YOUR OBJECTIVE ::
Render the items starting at the line containing "segment **watermelon**, all instances" and ending at the line containing "92 73 L 102" as a CSV with two columns headed text and answer. Give one row per item, with its text and its answer each in a single quoted field and line breaks replaced by spaces.

____________________

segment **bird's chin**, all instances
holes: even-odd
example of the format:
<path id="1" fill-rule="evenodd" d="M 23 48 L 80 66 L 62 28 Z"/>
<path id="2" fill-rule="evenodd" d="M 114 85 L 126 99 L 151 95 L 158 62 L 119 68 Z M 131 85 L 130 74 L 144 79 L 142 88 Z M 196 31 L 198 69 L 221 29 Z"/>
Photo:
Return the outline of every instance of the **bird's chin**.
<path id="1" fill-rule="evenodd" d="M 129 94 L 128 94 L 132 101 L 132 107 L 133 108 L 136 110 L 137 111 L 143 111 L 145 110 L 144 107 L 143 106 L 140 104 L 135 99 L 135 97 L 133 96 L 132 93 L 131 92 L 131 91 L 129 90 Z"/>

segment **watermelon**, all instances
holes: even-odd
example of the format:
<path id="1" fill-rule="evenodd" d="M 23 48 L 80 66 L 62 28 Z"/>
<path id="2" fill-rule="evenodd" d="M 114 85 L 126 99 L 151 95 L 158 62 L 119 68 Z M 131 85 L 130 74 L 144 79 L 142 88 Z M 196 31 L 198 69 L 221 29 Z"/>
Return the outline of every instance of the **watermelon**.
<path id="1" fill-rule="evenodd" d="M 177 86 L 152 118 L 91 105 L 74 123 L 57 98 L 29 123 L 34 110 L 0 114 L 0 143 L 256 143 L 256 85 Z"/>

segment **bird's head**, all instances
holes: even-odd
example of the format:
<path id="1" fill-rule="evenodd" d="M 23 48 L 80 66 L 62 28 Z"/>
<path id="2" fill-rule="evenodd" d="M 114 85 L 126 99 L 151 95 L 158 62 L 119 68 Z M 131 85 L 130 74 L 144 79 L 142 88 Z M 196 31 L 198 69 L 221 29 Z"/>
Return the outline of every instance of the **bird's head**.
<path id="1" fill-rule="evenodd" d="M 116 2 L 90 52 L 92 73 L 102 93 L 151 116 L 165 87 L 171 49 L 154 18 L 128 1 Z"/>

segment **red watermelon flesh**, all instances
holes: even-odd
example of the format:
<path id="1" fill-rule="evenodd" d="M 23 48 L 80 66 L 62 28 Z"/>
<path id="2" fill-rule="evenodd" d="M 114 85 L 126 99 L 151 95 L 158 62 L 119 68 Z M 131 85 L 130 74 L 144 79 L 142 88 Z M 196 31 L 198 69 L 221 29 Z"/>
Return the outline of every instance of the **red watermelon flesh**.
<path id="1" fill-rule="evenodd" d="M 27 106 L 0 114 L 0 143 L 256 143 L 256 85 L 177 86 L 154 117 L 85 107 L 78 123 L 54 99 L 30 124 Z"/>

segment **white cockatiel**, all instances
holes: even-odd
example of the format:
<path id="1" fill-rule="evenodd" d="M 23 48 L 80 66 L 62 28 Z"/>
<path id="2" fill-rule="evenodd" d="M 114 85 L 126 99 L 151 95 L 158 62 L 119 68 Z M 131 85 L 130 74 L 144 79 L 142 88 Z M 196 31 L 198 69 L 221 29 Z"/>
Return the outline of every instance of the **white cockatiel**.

____________________

REPLY ::
text,answer
"segment **watermelon**, all instances holes: even-odd example of the format: <path id=""1"" fill-rule=""evenodd"" d=""M 23 48 L 80 66 L 62 28 Z""/> <path id=""2"" fill-rule=""evenodd"" d=""M 114 85 L 126 99 L 151 95 L 158 62 L 119 68 Z M 131 85 L 130 74 L 144 79 L 142 88 Z M 196 31 L 198 69 L 221 29 Z""/> Return the outline of every instance of the **watermelon**.","<path id=""1"" fill-rule=""evenodd"" d=""M 177 86 L 152 118 L 91 105 L 74 123 L 57 98 L 29 123 L 34 110 L 0 114 L 0 143 L 256 143 L 256 85 Z""/>"
"segment **bird's head**, all instances holes: even-odd example of the format: <path id=""1"" fill-rule=""evenodd"" d=""M 23 48 L 80 66 L 62 28 Z""/> <path id=""2"" fill-rule=""evenodd"" d=""M 114 85 L 126 99 L 151 95 L 158 62 L 119 68 Z M 131 85 L 130 74 L 144 79 L 142 88 Z M 196 31 L 198 69 L 221 29 Z""/> Return the outline of every instance of the **bird's head**.","<path id=""1"" fill-rule=""evenodd"" d=""M 116 2 L 90 52 L 92 73 L 102 93 L 151 116 L 165 87 L 171 49 L 154 18 L 128 1 Z""/>"